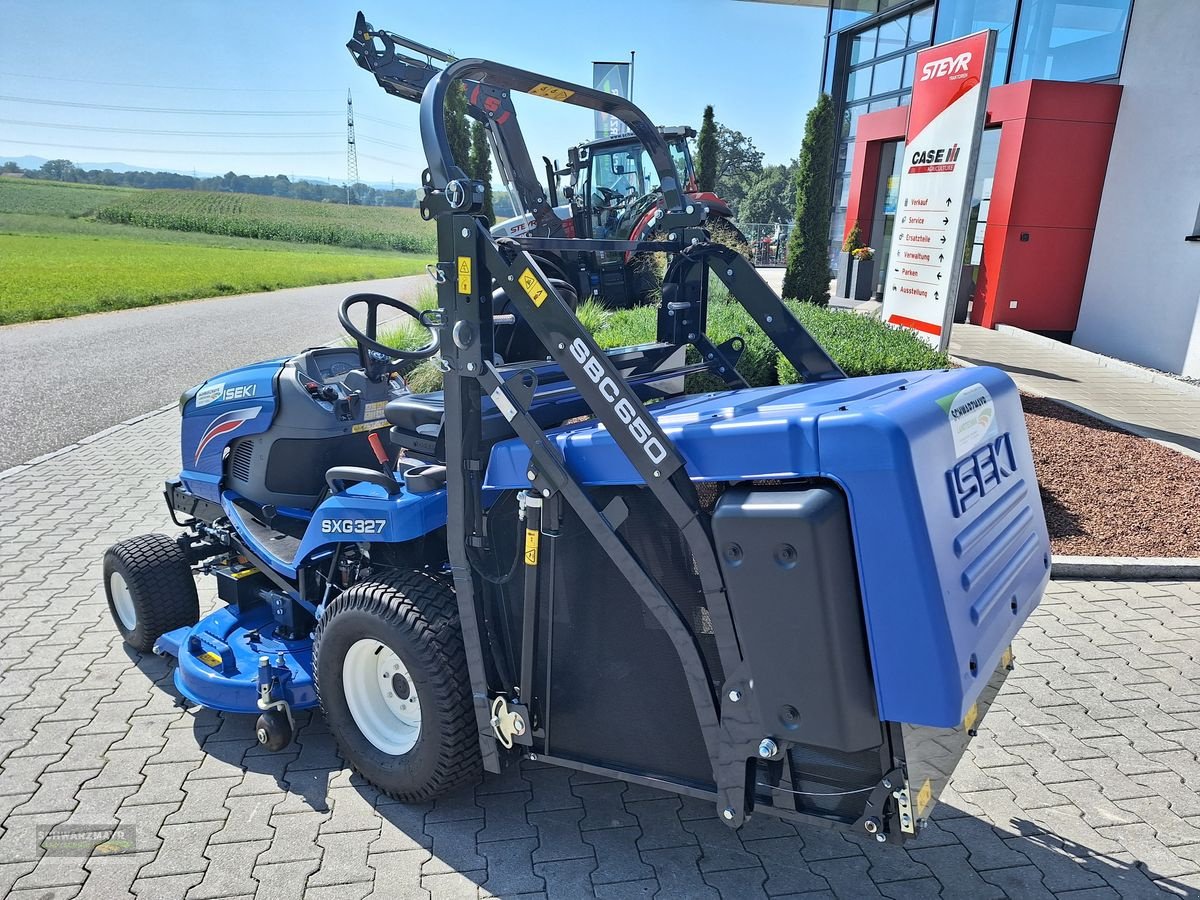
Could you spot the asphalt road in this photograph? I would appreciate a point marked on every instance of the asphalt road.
(64, 379)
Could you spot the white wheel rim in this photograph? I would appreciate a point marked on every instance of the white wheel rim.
(382, 697)
(123, 601)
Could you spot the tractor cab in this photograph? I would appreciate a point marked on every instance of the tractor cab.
(613, 184)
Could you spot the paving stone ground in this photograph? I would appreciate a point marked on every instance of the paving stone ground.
(1081, 783)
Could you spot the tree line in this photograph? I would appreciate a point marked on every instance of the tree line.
(231, 181)
(729, 163)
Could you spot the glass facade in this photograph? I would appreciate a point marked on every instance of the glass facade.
(875, 64)
(870, 55)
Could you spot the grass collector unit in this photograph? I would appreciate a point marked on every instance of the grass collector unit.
(792, 600)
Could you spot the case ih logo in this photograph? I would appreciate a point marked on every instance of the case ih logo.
(953, 66)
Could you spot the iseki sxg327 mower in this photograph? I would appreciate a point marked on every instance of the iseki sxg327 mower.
(795, 600)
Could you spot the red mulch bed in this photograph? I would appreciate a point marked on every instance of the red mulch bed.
(1108, 492)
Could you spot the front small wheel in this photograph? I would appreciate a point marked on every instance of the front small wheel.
(391, 678)
(150, 589)
(274, 730)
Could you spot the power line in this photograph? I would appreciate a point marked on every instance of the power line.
(379, 141)
(352, 150)
(385, 121)
(162, 109)
(179, 133)
(155, 150)
(174, 87)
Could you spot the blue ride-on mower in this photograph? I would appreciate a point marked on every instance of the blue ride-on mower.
(789, 600)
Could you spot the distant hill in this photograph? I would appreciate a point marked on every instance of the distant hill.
(36, 162)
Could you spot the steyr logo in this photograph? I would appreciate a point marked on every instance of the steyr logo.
(973, 478)
(953, 66)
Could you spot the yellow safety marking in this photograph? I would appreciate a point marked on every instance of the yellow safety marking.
(923, 797)
(551, 93)
(972, 715)
(463, 275)
(533, 287)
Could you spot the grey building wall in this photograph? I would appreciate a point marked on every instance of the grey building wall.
(1141, 299)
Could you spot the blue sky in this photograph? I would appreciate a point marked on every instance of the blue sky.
(282, 67)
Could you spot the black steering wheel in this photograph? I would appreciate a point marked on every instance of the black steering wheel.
(370, 340)
(610, 198)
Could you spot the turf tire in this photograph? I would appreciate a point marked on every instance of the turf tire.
(160, 585)
(417, 616)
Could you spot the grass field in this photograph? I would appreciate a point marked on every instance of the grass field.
(54, 198)
(274, 219)
(57, 259)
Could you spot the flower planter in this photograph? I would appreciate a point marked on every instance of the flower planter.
(862, 283)
(845, 270)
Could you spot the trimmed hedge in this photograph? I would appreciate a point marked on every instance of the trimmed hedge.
(861, 345)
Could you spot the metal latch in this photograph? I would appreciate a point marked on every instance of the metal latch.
(507, 723)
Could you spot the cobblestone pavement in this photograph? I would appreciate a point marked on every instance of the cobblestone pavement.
(1080, 784)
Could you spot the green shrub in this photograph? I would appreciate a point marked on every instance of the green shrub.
(862, 345)
(628, 328)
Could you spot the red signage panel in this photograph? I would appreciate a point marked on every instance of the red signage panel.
(946, 119)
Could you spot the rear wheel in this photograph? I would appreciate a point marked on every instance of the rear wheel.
(391, 677)
(150, 589)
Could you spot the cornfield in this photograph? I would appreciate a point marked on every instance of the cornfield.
(275, 219)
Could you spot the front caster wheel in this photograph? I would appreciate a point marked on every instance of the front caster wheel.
(274, 730)
(150, 589)
(391, 678)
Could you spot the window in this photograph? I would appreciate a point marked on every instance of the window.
(847, 12)
(957, 18)
(1071, 40)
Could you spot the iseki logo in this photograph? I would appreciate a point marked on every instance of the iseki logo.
(953, 66)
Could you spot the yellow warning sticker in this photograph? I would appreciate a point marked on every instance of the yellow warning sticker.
(923, 797)
(971, 718)
(551, 93)
(463, 275)
(533, 287)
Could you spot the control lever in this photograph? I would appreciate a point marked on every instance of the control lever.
(379, 451)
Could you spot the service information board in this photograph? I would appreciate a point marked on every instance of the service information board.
(946, 119)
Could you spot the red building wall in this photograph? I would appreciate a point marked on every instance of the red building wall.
(1054, 153)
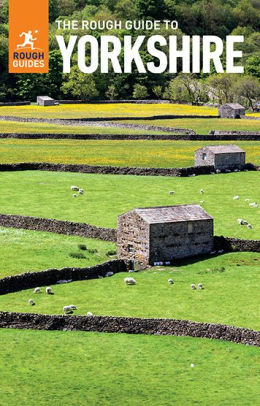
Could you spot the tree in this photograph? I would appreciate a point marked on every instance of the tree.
(79, 85)
(140, 91)
(220, 86)
(187, 88)
(248, 87)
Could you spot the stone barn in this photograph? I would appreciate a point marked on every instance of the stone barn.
(46, 101)
(231, 110)
(221, 157)
(163, 234)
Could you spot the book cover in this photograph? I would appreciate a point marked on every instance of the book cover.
(129, 202)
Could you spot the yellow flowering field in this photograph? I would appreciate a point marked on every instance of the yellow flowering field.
(106, 110)
(115, 153)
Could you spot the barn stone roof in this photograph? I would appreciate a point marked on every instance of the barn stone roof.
(222, 149)
(235, 106)
(172, 214)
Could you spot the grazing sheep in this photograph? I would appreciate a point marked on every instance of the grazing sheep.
(48, 290)
(253, 204)
(130, 281)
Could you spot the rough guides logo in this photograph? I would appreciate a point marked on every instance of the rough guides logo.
(28, 36)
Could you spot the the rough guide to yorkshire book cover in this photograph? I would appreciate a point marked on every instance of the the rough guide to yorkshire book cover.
(129, 202)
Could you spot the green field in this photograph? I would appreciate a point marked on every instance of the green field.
(116, 153)
(230, 296)
(203, 126)
(75, 368)
(48, 194)
(106, 110)
(24, 250)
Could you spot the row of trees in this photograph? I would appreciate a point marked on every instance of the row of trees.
(240, 19)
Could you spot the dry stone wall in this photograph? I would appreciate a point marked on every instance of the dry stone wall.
(129, 325)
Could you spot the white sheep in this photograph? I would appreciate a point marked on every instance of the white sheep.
(130, 281)
(253, 204)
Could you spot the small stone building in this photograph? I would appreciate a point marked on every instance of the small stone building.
(163, 234)
(221, 157)
(46, 101)
(231, 110)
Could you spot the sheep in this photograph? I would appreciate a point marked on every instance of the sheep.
(48, 290)
(130, 281)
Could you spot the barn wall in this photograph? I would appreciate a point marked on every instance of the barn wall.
(170, 241)
(133, 231)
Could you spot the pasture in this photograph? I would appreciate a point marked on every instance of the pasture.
(27, 251)
(76, 368)
(48, 194)
(158, 154)
(230, 296)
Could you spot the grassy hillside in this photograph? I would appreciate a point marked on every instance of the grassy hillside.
(161, 154)
(73, 368)
(230, 295)
(48, 194)
(24, 250)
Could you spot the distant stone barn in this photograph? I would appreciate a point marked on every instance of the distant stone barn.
(163, 234)
(221, 157)
(231, 110)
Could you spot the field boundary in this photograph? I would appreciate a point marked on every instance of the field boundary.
(30, 280)
(135, 137)
(227, 244)
(128, 325)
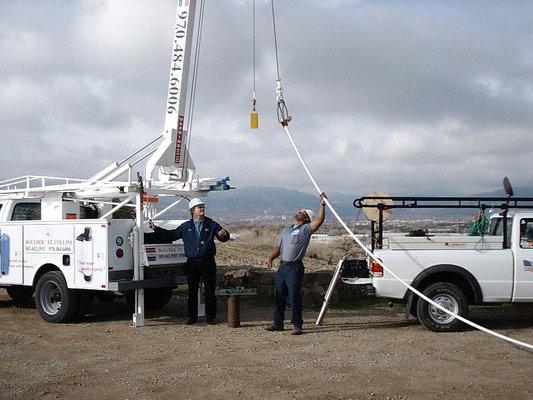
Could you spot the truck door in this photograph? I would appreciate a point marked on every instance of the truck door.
(523, 286)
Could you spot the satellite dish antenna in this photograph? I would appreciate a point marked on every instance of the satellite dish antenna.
(372, 213)
(507, 186)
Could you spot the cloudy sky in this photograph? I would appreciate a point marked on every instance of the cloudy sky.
(403, 97)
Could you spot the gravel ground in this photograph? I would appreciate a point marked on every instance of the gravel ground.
(365, 353)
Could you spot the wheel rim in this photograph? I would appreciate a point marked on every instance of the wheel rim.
(449, 303)
(50, 297)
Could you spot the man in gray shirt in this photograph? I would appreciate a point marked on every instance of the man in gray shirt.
(291, 246)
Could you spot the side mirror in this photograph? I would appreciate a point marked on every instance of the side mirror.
(507, 186)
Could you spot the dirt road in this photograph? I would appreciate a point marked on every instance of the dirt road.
(370, 353)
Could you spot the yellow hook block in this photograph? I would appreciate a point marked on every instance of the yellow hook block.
(254, 120)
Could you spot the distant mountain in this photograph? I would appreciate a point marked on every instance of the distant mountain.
(265, 201)
(269, 201)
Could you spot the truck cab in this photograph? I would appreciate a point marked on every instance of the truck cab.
(456, 270)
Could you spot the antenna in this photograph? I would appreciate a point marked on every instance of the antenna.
(507, 186)
(372, 213)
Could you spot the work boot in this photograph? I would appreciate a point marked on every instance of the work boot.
(296, 330)
(273, 328)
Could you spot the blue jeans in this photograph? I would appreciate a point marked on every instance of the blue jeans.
(288, 283)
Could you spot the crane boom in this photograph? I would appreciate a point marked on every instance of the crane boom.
(171, 161)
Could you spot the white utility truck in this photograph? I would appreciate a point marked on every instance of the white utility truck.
(454, 270)
(63, 240)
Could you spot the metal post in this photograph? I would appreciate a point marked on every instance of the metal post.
(380, 226)
(329, 292)
(504, 226)
(138, 269)
(234, 312)
(373, 235)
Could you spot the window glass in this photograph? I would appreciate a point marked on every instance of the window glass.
(526, 233)
(26, 212)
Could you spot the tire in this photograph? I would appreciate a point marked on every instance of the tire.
(449, 296)
(154, 298)
(20, 293)
(55, 302)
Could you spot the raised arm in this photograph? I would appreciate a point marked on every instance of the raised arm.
(275, 254)
(221, 233)
(320, 216)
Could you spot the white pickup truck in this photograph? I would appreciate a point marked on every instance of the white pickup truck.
(67, 259)
(457, 270)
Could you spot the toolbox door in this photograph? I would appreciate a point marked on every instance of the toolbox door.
(11, 255)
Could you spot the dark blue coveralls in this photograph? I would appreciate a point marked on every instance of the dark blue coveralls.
(200, 251)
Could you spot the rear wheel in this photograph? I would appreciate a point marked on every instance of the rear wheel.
(448, 296)
(20, 293)
(53, 299)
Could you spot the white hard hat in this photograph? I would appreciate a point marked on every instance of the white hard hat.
(311, 214)
(195, 202)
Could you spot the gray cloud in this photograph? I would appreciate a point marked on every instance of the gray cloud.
(406, 98)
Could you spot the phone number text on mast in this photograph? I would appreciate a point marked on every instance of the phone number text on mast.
(176, 69)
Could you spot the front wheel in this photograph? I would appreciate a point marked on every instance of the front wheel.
(20, 293)
(448, 296)
(53, 299)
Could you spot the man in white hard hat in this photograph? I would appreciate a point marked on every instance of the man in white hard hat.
(198, 235)
(291, 246)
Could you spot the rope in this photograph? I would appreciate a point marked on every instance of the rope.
(275, 39)
(373, 257)
(253, 46)
(283, 113)
(192, 97)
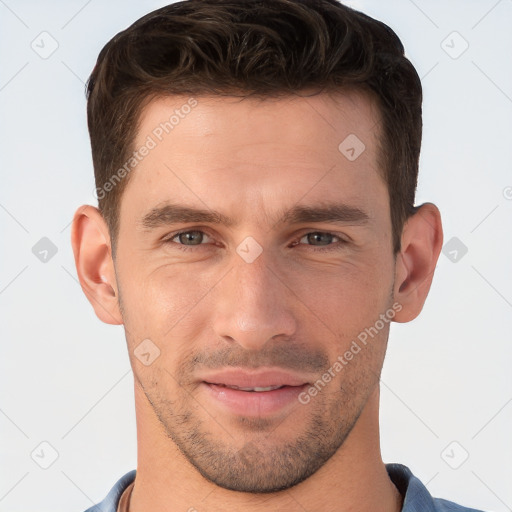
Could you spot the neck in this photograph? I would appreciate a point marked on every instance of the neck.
(355, 478)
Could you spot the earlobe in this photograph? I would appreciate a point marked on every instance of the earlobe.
(93, 259)
(422, 240)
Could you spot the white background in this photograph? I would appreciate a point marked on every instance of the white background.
(65, 376)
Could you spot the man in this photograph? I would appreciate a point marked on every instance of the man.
(256, 165)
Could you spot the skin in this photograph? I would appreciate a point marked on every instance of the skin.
(292, 307)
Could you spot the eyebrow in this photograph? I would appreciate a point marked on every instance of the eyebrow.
(172, 213)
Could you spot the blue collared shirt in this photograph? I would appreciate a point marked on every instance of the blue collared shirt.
(416, 496)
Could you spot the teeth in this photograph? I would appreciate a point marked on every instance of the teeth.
(269, 388)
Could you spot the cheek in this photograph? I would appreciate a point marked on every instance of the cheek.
(160, 302)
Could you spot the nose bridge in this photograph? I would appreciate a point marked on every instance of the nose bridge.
(253, 304)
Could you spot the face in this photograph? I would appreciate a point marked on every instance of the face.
(288, 265)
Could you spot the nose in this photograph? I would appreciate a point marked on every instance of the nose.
(254, 305)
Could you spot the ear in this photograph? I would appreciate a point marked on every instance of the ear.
(93, 259)
(422, 240)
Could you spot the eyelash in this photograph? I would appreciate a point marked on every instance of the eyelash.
(331, 247)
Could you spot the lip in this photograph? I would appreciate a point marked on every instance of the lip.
(252, 403)
(261, 378)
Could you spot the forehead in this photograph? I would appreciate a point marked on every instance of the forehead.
(229, 152)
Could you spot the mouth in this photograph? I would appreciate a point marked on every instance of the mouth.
(257, 389)
(253, 401)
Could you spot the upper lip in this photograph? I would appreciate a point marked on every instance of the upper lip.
(261, 379)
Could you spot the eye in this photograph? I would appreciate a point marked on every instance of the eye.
(322, 241)
(187, 238)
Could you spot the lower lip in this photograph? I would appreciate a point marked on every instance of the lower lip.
(254, 403)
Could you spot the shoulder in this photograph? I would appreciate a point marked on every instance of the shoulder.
(109, 504)
(416, 496)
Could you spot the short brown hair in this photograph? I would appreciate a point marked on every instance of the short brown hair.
(254, 47)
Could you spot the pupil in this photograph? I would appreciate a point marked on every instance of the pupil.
(317, 237)
(191, 236)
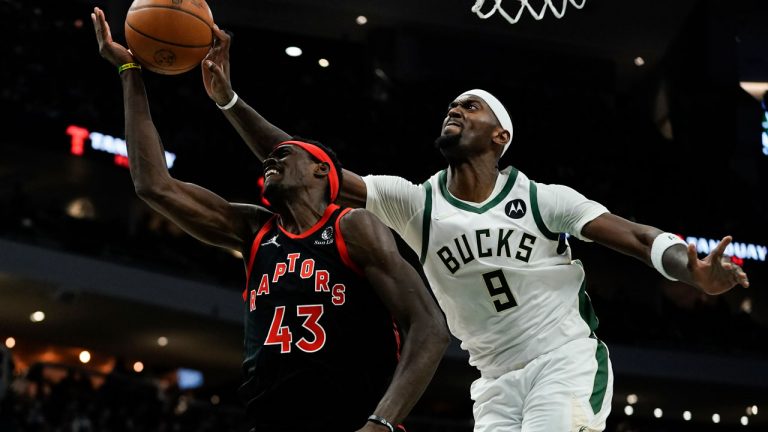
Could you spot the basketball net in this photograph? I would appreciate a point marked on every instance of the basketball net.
(525, 5)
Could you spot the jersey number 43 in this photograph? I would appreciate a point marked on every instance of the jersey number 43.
(281, 335)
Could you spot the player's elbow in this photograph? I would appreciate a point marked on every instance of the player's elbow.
(437, 333)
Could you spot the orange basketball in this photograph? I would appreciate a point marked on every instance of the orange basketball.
(169, 36)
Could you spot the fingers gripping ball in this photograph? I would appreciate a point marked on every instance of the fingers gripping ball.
(169, 36)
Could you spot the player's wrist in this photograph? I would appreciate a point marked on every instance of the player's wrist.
(381, 421)
(231, 101)
(661, 243)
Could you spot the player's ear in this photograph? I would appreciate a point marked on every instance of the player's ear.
(322, 169)
(500, 136)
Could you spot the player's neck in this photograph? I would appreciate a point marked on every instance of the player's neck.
(472, 182)
(298, 216)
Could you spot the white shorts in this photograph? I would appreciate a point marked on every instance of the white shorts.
(565, 390)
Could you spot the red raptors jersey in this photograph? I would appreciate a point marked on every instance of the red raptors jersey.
(320, 346)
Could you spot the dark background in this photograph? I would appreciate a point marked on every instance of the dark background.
(674, 143)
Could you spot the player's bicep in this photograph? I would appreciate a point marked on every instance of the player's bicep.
(373, 248)
(204, 214)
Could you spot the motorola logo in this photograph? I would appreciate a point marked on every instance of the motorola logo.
(515, 209)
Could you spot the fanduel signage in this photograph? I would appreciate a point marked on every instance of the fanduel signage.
(741, 250)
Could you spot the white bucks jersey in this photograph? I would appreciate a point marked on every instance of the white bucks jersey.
(501, 270)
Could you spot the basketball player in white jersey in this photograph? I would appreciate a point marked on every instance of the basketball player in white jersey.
(492, 243)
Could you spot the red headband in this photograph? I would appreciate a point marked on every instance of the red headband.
(320, 154)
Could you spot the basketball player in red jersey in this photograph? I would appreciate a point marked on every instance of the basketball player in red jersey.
(327, 291)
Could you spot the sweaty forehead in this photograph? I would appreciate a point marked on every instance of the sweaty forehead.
(470, 98)
(290, 148)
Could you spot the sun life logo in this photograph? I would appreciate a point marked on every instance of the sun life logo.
(326, 236)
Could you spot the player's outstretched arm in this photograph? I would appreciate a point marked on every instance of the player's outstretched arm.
(198, 211)
(372, 247)
(714, 274)
(258, 133)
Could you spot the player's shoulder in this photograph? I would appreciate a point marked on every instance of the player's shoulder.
(357, 218)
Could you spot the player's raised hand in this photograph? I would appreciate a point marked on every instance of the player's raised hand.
(215, 68)
(715, 274)
(112, 51)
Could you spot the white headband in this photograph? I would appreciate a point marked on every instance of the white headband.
(498, 109)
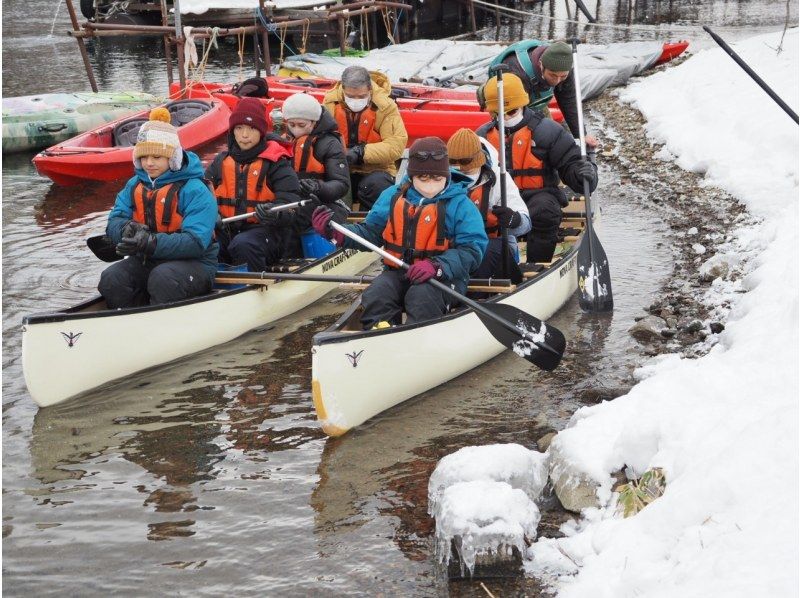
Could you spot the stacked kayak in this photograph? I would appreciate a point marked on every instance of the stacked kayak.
(34, 122)
(421, 116)
(106, 152)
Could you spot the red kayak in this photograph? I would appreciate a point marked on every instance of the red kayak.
(106, 153)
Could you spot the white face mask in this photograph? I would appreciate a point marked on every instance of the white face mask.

§ THE PROBLEM:
Nothing but the lines from the line containing "Could you spot the red headband" through the last line of the records above is to be extracted, exactly and with no pictures.

§ WRITTEN ANSWER:
Could you spot the red headband in this photograph? I would appreciate a point marked on every instance of the red headband.
(320, 154)
Could you spot the basketball player in red jersey in this photograph? I would appreciate a point marked on every instance of the basketball player in red jersey.
(327, 291)
Could you spot the sweaty forehead in this photograph? I would appreciate a point marked on every instance of the sweaty forehead.
(470, 98)
(290, 148)
Could you spot the sun life logo in this photograph? I would appreciate a point marked on every instance of the sun life logo.
(326, 236)
Could you spot the player's outstretched arm in this photograph? I would appreciate a point marked on every instance of the player's outstretched arm.
(198, 211)
(372, 247)
(714, 274)
(258, 133)
Could you spot the player's shoulder in this photograph? I would appreciate a point marked on every instance of the player's shoulder.
(357, 218)
Could you spot the player's raised hand in this photograph? I would appreciate a point marked on every instance of the player's raised hand.
(215, 68)
(715, 274)
(112, 51)
Could you spot the white headband in this photograph? I would appreciate a point marked on every instance of the white headband.
(498, 109)
Could you spot the stacked kayak in this photograph? I would appreciate a point marked on every instance of the stacked kayak.
(34, 122)
(421, 116)
(106, 152)
Could you spot the red kayak in this photograph? I would appreciate a point marked on every instance of the red kayak.
(106, 153)
Could you spot the white face mask in this photograph? I would appreciate a point marked on every instance of the white face mask.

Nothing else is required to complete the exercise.